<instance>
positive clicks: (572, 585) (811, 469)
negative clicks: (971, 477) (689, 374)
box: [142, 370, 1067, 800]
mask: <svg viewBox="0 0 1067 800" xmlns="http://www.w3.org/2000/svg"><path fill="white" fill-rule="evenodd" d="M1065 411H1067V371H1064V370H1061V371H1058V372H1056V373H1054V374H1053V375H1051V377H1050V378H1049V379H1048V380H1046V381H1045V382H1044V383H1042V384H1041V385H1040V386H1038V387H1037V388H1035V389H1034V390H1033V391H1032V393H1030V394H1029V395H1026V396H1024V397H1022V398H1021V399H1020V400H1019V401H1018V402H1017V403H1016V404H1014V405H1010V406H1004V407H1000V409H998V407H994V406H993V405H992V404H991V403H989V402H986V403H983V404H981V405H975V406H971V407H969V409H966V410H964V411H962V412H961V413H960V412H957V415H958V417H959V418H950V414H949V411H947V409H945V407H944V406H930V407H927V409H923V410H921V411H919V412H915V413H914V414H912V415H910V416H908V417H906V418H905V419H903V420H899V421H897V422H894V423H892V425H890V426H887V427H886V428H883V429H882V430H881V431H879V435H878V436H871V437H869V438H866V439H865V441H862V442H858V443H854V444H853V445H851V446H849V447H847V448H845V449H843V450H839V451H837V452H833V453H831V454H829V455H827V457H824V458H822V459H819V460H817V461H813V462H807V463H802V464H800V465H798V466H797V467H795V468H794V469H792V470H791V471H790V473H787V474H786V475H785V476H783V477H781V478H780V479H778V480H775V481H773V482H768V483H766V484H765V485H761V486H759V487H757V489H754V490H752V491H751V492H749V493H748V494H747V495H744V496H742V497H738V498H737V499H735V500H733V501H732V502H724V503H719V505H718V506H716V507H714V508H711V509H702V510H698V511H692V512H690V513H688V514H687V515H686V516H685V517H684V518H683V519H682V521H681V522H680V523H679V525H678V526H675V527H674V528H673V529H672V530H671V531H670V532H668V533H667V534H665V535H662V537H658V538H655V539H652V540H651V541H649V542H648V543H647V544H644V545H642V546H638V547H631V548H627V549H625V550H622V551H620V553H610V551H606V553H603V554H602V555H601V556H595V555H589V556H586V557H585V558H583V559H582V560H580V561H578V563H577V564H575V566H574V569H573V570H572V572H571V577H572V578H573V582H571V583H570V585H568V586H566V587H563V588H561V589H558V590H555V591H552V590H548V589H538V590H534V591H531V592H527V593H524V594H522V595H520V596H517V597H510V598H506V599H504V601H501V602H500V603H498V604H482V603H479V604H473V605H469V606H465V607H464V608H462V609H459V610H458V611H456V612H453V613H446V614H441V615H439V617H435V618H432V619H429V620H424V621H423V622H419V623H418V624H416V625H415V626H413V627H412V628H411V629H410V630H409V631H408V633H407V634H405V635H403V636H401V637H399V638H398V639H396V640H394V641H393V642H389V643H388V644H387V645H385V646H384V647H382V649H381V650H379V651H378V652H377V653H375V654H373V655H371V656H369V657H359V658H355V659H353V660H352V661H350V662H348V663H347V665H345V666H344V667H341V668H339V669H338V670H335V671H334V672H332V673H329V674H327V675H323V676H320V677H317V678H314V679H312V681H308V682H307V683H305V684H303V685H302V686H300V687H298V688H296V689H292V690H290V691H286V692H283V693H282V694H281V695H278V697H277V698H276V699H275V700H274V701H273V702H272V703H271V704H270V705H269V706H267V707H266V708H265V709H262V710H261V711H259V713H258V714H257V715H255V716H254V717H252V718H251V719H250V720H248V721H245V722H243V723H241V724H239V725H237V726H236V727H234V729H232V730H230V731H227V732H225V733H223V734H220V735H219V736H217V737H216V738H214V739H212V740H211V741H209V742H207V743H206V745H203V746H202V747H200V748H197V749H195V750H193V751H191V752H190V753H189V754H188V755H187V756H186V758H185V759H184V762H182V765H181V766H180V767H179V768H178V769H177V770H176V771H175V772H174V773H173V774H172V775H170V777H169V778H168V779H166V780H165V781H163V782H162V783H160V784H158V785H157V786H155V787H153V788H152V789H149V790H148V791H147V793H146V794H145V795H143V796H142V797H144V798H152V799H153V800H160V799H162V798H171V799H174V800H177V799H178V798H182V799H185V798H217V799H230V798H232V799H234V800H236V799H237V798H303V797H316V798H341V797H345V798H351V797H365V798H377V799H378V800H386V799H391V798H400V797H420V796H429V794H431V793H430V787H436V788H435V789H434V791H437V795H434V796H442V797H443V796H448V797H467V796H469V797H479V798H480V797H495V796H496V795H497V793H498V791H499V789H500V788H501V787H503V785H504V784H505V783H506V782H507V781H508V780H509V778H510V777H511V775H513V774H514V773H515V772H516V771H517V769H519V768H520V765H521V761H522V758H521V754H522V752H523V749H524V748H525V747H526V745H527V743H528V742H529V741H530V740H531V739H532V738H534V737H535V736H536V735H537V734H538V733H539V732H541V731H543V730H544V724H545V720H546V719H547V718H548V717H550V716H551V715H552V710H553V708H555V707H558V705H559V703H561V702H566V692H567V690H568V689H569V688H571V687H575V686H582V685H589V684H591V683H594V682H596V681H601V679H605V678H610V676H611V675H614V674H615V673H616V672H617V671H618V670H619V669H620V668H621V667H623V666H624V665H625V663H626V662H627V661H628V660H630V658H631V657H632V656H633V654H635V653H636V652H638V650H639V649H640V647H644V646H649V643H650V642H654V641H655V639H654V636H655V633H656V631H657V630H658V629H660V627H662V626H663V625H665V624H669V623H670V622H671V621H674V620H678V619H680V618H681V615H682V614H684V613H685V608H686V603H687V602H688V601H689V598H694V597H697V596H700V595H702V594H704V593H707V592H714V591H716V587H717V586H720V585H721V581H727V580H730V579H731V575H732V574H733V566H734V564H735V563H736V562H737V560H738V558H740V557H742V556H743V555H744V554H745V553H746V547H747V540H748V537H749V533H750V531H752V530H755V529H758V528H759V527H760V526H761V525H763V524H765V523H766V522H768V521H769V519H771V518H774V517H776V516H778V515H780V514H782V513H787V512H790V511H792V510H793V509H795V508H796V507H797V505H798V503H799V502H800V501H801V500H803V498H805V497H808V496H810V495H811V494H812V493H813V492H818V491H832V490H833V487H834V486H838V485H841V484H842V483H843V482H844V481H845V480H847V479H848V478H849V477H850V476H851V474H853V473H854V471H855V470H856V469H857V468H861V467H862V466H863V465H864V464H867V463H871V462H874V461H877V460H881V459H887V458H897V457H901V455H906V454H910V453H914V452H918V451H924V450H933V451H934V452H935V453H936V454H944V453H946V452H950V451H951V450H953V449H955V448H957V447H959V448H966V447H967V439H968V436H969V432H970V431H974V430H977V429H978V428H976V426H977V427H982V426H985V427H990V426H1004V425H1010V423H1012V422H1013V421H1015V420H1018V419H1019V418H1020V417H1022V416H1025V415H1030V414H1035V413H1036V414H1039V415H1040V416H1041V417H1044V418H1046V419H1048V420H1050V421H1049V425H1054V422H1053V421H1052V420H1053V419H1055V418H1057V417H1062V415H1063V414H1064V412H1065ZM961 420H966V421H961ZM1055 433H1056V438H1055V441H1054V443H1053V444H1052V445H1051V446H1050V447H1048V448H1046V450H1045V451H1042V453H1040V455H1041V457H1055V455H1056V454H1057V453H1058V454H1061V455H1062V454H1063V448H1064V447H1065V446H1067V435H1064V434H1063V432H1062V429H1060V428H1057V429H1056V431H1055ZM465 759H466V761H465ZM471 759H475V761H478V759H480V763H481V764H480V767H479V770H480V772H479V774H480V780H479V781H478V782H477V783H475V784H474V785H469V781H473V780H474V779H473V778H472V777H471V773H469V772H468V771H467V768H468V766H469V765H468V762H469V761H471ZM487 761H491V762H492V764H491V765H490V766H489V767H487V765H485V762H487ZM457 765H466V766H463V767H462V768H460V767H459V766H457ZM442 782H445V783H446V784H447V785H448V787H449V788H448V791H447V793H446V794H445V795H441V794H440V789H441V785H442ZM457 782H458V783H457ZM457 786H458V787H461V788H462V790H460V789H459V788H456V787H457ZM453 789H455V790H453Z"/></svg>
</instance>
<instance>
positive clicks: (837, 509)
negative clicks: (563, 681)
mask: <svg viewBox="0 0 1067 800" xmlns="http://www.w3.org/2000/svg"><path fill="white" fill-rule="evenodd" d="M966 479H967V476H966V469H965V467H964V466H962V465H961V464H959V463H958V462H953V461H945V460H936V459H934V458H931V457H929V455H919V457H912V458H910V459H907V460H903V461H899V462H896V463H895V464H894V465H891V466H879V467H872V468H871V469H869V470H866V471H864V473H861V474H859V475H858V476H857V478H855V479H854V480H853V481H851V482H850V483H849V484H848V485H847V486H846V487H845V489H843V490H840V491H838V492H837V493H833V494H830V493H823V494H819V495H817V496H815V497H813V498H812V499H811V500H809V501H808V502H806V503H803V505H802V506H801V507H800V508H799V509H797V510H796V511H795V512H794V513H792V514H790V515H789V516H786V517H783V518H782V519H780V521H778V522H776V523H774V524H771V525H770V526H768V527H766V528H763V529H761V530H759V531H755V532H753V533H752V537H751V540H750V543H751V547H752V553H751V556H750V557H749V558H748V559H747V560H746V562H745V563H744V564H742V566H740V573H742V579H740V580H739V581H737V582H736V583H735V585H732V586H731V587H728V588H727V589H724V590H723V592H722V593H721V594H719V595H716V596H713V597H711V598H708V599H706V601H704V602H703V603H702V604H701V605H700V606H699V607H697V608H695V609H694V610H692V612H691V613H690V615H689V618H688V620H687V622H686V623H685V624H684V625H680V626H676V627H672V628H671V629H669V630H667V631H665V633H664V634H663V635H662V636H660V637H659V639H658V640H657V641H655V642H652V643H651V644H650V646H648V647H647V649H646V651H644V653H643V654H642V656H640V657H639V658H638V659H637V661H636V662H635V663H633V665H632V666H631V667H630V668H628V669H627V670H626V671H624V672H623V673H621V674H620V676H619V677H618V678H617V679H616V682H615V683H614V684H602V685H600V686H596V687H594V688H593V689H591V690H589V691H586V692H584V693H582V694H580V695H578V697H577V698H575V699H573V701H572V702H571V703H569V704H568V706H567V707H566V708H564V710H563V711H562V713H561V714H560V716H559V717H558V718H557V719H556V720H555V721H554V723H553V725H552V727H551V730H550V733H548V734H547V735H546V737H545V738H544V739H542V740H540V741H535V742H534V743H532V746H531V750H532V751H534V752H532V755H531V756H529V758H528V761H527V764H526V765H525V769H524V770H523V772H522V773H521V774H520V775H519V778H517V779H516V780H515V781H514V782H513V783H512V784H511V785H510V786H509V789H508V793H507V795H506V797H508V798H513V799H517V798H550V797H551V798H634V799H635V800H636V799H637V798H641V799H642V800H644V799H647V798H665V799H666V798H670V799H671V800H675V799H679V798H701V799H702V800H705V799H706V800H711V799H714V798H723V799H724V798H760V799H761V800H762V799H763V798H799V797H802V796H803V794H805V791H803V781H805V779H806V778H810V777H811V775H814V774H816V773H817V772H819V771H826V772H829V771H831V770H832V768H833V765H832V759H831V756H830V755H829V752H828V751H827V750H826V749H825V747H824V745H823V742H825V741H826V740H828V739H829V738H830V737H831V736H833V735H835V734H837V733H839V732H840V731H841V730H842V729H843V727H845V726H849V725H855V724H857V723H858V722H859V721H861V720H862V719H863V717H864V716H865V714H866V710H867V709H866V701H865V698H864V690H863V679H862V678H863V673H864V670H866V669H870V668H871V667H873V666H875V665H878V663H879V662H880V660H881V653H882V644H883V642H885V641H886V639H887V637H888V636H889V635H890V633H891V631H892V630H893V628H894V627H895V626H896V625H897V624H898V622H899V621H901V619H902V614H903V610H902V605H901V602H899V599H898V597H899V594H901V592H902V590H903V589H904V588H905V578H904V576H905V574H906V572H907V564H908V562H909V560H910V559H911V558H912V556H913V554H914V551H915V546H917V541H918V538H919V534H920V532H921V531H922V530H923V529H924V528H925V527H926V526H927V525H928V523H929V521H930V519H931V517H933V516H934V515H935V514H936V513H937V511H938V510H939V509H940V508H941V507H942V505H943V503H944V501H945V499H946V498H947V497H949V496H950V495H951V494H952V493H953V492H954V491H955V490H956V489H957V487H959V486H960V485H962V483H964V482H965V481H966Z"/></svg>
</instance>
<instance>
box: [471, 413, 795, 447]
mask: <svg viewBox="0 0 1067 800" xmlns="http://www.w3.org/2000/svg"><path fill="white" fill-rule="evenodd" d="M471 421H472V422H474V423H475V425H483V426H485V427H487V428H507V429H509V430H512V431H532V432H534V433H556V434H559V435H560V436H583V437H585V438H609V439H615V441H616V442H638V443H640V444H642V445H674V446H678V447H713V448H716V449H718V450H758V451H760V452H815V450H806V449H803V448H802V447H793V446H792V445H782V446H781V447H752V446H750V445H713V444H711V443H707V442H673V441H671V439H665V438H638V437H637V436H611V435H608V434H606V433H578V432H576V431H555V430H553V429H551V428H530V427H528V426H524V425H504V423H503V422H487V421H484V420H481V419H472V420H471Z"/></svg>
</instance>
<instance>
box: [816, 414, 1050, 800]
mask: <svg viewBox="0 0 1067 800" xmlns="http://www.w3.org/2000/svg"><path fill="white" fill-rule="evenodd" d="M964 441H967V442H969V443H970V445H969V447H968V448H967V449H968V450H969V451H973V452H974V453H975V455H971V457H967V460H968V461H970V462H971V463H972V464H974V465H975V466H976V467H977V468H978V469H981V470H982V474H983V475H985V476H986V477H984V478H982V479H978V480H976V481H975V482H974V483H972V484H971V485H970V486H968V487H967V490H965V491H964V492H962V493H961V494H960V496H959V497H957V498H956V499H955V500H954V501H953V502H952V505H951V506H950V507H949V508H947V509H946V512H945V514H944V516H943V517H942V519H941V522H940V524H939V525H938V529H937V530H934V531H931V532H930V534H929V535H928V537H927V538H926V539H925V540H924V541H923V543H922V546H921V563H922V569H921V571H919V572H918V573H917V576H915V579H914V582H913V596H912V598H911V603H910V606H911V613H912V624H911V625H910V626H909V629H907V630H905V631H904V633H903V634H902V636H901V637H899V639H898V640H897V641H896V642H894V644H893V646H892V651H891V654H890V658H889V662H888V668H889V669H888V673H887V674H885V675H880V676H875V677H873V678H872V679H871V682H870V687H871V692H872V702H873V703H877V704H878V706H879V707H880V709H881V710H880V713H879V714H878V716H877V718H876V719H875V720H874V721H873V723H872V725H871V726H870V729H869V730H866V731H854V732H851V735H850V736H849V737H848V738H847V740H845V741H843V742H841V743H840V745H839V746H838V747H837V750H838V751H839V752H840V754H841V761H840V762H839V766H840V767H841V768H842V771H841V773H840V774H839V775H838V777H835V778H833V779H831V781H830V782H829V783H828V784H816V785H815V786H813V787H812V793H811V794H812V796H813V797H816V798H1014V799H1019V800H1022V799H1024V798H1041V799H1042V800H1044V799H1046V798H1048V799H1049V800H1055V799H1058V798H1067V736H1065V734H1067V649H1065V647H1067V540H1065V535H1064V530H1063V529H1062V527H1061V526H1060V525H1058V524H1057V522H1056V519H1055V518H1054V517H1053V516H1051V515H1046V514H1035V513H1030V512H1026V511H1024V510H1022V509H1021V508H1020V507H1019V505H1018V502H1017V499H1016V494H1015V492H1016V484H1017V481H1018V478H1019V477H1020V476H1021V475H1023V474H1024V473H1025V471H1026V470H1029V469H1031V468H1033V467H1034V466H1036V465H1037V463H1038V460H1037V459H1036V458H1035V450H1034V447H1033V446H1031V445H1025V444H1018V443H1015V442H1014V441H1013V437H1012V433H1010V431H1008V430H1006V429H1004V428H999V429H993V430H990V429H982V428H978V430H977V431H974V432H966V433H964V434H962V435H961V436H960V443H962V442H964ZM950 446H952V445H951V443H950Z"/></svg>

──────

→ Work required
In the listing above, please print only the lines from the first one to the line where "negative clicks: (971, 477) (689, 374)" appears, exactly as written, both of those lines included.

→ Exercise response
<instance>
positive clicks: (572, 585) (811, 469)
negative clicks: (971, 477) (689, 374)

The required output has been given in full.